◆ Problem to solve: Reproduce the data word for word, starting at its very beginning and ending at the line that contains "41,37 -> 43,41". Leave the pictures out of your answer.

◆ Data provided:

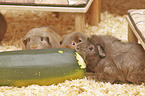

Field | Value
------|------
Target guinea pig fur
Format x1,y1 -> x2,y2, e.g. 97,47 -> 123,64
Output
60,32 -> 87,49
22,27 -> 61,49
76,35 -> 145,84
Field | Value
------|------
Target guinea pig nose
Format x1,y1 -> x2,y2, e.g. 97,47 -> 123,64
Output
31,45 -> 37,49
75,46 -> 80,51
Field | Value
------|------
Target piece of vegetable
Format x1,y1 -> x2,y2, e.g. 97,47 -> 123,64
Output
0,48 -> 86,87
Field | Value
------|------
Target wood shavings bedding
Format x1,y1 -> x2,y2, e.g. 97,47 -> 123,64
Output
0,10 -> 145,96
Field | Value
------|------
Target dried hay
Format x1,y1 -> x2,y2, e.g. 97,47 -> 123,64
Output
0,10 -> 145,96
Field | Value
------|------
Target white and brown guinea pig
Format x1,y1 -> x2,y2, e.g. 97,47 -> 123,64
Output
60,32 -> 87,49
0,13 -> 7,41
22,27 -> 61,49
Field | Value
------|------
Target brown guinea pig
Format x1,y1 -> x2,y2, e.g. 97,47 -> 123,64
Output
60,32 -> 87,49
22,27 -> 61,49
76,35 -> 145,84
0,13 -> 7,41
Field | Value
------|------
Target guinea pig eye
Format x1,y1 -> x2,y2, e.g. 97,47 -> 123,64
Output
59,41 -> 62,45
79,40 -> 82,42
72,41 -> 76,46
27,38 -> 30,42
41,37 -> 43,41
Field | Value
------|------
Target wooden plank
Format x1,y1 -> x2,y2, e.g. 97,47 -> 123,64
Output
127,16 -> 145,50
128,24 -> 138,43
89,0 -> 101,26
0,0 -> 93,13
0,0 -> 35,4
75,13 -> 85,32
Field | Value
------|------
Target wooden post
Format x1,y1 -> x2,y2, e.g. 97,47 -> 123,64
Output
88,0 -> 101,26
128,25 -> 138,43
75,13 -> 85,32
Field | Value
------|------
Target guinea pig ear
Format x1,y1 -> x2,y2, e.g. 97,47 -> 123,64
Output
97,44 -> 106,58
46,37 -> 51,45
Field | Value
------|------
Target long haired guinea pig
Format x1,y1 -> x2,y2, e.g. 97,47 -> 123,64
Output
76,35 -> 145,84
0,13 -> 7,41
60,32 -> 87,49
22,27 -> 61,49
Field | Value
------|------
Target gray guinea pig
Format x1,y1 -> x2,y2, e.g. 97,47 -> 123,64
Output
22,27 -> 61,49
76,35 -> 145,84
60,32 -> 87,49
0,13 -> 7,41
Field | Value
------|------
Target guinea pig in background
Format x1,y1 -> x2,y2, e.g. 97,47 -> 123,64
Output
0,13 -> 7,41
76,35 -> 145,84
22,27 -> 61,49
60,32 -> 87,49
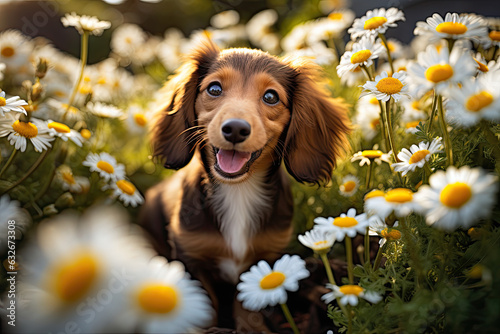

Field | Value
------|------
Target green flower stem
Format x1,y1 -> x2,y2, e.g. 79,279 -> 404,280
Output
2,148 -> 52,195
385,97 -> 399,162
0,149 -> 17,177
280,303 -> 300,334
378,33 -> 394,73
481,120 -> 500,162
364,227 -> 371,267
318,253 -> 337,285
373,241 -> 387,271
438,96 -> 453,166
62,30 -> 89,122
345,235 -> 354,284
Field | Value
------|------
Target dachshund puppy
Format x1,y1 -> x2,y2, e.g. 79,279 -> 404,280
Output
141,41 -> 349,328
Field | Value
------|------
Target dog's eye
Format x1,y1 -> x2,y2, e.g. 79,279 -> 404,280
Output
207,82 -> 222,96
262,89 -> 280,105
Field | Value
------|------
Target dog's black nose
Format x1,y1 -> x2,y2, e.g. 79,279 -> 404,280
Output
222,118 -> 251,144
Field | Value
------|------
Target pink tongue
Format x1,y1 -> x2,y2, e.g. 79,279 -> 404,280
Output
217,149 -> 251,173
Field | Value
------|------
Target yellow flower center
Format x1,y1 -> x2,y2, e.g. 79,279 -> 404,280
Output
439,182 -> 472,209
12,120 -> 38,139
425,64 -> 453,83
408,150 -> 431,165
380,228 -> 401,240
260,271 -> 286,290
370,118 -> 380,129
351,50 -> 372,64
363,16 -> 387,30
406,121 -> 422,129
361,150 -> 384,159
47,122 -> 71,133
339,285 -> 365,296
51,254 -> 99,303
385,188 -> 413,203
80,129 -> 92,139
97,160 -> 115,174
365,190 -> 385,201
488,30 -> 500,42
0,46 -> 16,58
134,113 -> 147,126
343,181 -> 356,192
116,180 -> 135,196
333,217 -> 358,227
137,284 -> 179,314
376,77 -> 404,95
436,22 -> 467,35
474,58 -> 490,73
465,91 -> 493,112
61,171 -> 75,184
328,13 -> 344,21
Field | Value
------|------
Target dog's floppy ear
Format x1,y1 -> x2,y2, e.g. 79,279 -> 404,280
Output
284,58 -> 350,184
151,40 -> 219,169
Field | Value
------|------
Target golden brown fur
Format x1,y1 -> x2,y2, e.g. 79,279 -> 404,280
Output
142,42 -> 349,327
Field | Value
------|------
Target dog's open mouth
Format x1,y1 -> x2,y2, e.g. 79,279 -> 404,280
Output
214,147 -> 262,178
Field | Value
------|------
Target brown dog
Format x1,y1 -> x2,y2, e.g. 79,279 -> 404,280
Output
141,42 -> 349,327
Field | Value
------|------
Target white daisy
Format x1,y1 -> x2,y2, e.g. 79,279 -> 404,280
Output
339,175 -> 359,197
297,228 -> 335,253
414,13 -> 488,43
361,71 -> 410,102
365,188 -> 417,221
356,95 -> 380,141
408,45 -> 477,97
347,7 -> 405,40
110,23 -> 147,58
445,72 -> 500,127
16,208 -> 154,333
102,179 -> 144,208
117,256 -> 215,334
236,254 -> 309,311
369,216 -> 401,247
391,137 -> 443,176
47,98 -> 82,121
351,149 -> 391,166
87,102 -> 124,118
321,284 -> 383,306
314,208 -> 369,241
82,152 -> 125,181
0,114 -> 54,152
47,120 -> 83,147
337,36 -> 384,78
61,12 -> 111,36
415,166 -> 498,231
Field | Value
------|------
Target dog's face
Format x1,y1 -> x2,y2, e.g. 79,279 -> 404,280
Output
153,43 -> 348,183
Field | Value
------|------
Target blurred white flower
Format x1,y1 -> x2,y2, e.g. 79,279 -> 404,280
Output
361,71 -> 410,102
337,36 -> 384,77
321,284 -> 382,306
82,152 -> 125,181
61,12 -> 111,36
0,114 -> 54,152
414,13 -> 488,43
236,254 -> 309,311
314,208 -> 369,241
391,137 -> 443,176
445,72 -> 500,128
408,45 -> 477,97
347,7 -> 405,40
415,166 -> 498,231
0,91 -> 28,117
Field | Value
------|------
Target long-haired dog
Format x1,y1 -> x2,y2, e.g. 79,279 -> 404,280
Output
141,41 -> 349,328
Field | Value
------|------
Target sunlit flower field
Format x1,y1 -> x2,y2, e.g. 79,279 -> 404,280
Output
0,1 -> 500,333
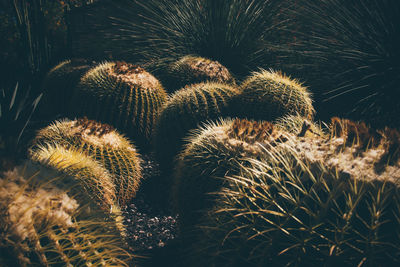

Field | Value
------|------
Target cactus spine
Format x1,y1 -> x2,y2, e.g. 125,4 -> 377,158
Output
70,62 -> 167,147
173,119 -> 292,230
235,70 -> 314,121
31,118 -> 142,206
155,82 -> 238,168
184,118 -> 400,266
167,56 -> 235,92
37,59 -> 93,120
0,165 -> 132,266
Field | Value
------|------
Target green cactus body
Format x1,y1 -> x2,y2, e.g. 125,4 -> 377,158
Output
173,119 -> 294,231
0,165 -> 132,267
36,59 -> 93,120
235,70 -> 314,121
167,56 -> 235,92
188,118 -> 400,266
70,62 -> 167,147
31,118 -> 142,206
155,82 -> 238,169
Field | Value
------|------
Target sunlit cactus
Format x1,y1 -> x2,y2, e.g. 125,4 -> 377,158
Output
165,56 -> 235,92
155,82 -> 238,171
102,0 -> 290,78
31,118 -> 142,206
172,119 -> 283,230
37,59 -> 94,120
187,118 -> 400,266
30,143 -> 117,215
0,165 -> 132,266
69,62 -> 167,147
235,70 -> 314,121
282,0 -> 400,128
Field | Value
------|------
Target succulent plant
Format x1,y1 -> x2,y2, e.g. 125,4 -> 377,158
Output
187,118 -> 400,266
165,56 -> 235,92
31,118 -> 142,206
36,59 -> 94,120
70,62 -> 167,147
282,0 -> 400,128
0,165 -> 132,266
172,119 -> 294,231
29,143 -> 116,214
234,70 -> 314,121
154,82 -> 238,172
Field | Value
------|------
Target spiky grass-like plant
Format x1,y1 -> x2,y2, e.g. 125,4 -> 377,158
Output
181,118 -> 400,266
0,166 -> 132,266
294,0 -> 400,127
37,59 -> 94,120
234,70 -> 314,121
106,0 -> 289,77
154,82 -> 238,169
31,118 -> 142,206
164,56 -> 235,92
70,62 -> 167,147
0,83 -> 42,171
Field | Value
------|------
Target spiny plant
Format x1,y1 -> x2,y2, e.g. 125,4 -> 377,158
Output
31,118 -> 142,206
154,82 -> 238,172
29,143 -> 118,215
234,70 -> 314,121
293,0 -> 400,128
191,157 -> 400,266
36,59 -> 94,120
164,56 -> 235,92
172,119 -> 294,231
99,0 -> 291,77
274,115 -> 326,137
0,165 -> 132,266
70,62 -> 167,147
181,118 -> 400,266
0,83 -> 42,170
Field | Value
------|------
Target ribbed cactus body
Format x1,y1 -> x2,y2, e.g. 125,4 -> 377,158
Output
30,144 -> 116,214
31,119 -> 142,206
70,62 -> 167,149
173,119 -> 292,230
166,56 -> 235,92
235,70 -> 314,121
189,119 -> 400,266
0,166 -> 131,266
36,59 -> 94,120
155,82 -> 238,168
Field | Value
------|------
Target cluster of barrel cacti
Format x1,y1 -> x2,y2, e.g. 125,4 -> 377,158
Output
0,44 -> 400,266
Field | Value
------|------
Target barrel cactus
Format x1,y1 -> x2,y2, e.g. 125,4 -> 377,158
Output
166,56 -> 235,91
0,165 -> 132,266
188,118 -> 400,266
37,59 -> 94,120
173,119 -> 306,229
31,118 -> 142,206
154,82 -> 238,172
69,62 -> 167,147
235,70 -> 314,121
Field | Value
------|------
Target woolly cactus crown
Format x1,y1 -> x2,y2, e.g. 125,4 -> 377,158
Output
155,82 -> 238,170
70,62 -> 167,147
166,56 -> 235,91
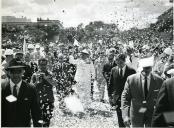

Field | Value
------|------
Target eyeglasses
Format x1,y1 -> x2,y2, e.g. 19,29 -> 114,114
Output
10,69 -> 22,74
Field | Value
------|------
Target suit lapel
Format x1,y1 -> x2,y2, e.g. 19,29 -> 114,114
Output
147,74 -> 155,100
137,74 -> 144,98
123,65 -> 128,77
18,81 -> 26,100
5,81 -> 12,97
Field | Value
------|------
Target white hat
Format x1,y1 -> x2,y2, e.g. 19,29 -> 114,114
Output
4,49 -> 13,56
35,44 -> 40,48
139,56 -> 154,68
109,48 -> 116,52
167,69 -> 174,74
28,44 -> 34,49
81,49 -> 89,55
164,48 -> 172,55
142,45 -> 150,49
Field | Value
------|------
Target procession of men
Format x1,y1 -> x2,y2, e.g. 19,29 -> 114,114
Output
0,0 -> 174,128
1,40 -> 174,127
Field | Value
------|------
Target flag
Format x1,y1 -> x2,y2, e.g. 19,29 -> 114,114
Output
23,38 -> 27,54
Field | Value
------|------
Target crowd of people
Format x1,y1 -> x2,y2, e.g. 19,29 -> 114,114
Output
1,37 -> 174,127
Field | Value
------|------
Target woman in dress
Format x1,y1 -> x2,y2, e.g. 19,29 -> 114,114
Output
75,49 -> 95,110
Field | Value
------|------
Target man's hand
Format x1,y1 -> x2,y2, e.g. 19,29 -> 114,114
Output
123,117 -> 131,127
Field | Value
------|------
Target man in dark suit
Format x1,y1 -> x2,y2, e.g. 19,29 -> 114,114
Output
102,52 -> 117,94
152,77 -> 174,127
52,54 -> 76,107
31,58 -> 56,127
108,54 -> 136,127
121,58 -> 163,127
1,59 -> 41,127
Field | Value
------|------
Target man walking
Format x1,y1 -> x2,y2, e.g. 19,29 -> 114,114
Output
121,58 -> 163,127
1,59 -> 41,127
108,54 -> 136,127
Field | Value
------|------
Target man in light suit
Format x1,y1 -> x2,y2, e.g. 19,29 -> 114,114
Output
1,59 -> 41,127
108,54 -> 136,127
121,58 -> 163,127
152,77 -> 174,127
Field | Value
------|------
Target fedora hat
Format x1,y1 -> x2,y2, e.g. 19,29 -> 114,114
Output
81,49 -> 89,55
6,58 -> 25,70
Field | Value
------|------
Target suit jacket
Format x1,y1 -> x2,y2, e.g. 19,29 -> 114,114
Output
31,70 -> 56,102
102,61 -> 117,85
152,78 -> 174,127
1,80 -> 41,127
121,73 -> 163,127
108,65 -> 136,105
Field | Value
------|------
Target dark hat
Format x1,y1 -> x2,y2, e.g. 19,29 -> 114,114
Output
6,58 -> 25,70
116,53 -> 126,61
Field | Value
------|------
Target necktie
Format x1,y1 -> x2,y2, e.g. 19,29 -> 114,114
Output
13,85 -> 17,97
144,77 -> 148,99
120,68 -> 123,77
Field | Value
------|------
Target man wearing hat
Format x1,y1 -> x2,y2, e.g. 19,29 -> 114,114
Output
32,44 -> 44,63
1,59 -> 41,127
121,57 -> 163,127
31,58 -> 55,127
108,54 -> 136,127
53,53 -> 76,107
15,51 -> 24,61
1,49 -> 13,79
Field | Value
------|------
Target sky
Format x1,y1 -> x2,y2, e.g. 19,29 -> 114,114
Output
1,0 -> 172,30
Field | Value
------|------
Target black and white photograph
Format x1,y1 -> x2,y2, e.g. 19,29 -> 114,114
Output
0,0 -> 174,128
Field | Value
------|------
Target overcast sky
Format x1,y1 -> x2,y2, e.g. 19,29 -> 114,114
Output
2,0 -> 172,30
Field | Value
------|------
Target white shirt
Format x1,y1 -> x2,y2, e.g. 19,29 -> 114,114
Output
141,74 -> 151,92
119,65 -> 126,76
10,79 -> 22,94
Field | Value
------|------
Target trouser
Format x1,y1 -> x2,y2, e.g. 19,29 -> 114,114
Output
40,102 -> 54,127
116,107 -> 125,127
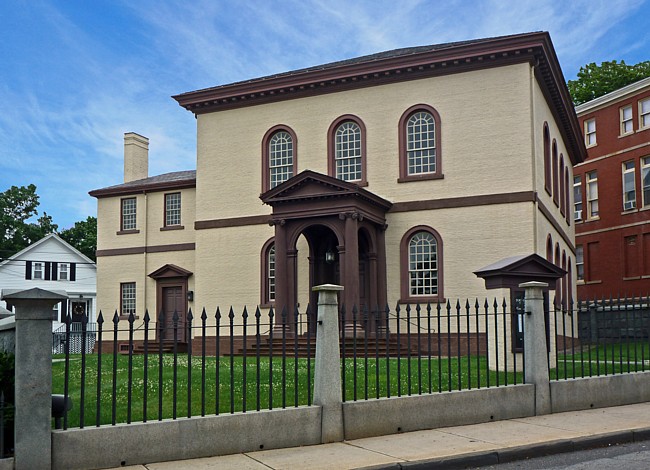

◆ Output of the task:
Field | Value
------|------
Target guinea pig fur
Format x1,y1 -> x2,y2, e.g. 97,47 -> 123,64
Output
60,32 -> 87,49
22,27 -> 61,49
76,35 -> 145,84
Field | Value
------|------
Target guinea pig nose
Format x1,y1 -> x2,y2, e.g. 97,47 -> 123,64
Output
31,45 -> 37,49
75,46 -> 80,51
Field | Value
------|------
Target piece of vegetable
Format x1,y1 -> x2,y2, e.g. 97,47 -> 123,64
Output
0,48 -> 86,87
Field | Value
------|------
Target wood shavings bedding
Format x1,y1 -> x2,y2, e.g. 97,47 -> 123,64
Output
0,10 -> 145,96
Field | Value
------|------
Target dried hay
Format x1,y1 -> x2,y2, e.g. 97,47 -> 123,64
Output
0,10 -> 145,96
Field | Value
------|------
Target white and brown guinea pig
Format x1,y1 -> x2,y2, e.g. 97,47 -> 123,64
Output
60,32 -> 87,49
0,13 -> 7,41
22,27 -> 61,49
Field | Value
------|------
Target brown guinea pig
Format x1,y1 -> x2,y2, e.g. 97,47 -> 123,64
Output
60,32 -> 87,49
22,27 -> 61,49
76,35 -> 145,84
0,13 -> 7,41
Field | Value
------|------
Target guinea pig eye
Format x1,y1 -> x2,y2, e.g. 97,47 -> 123,64
Output
59,41 -> 62,45
79,40 -> 82,42
72,41 -> 76,46
27,38 -> 30,42
41,37 -> 43,41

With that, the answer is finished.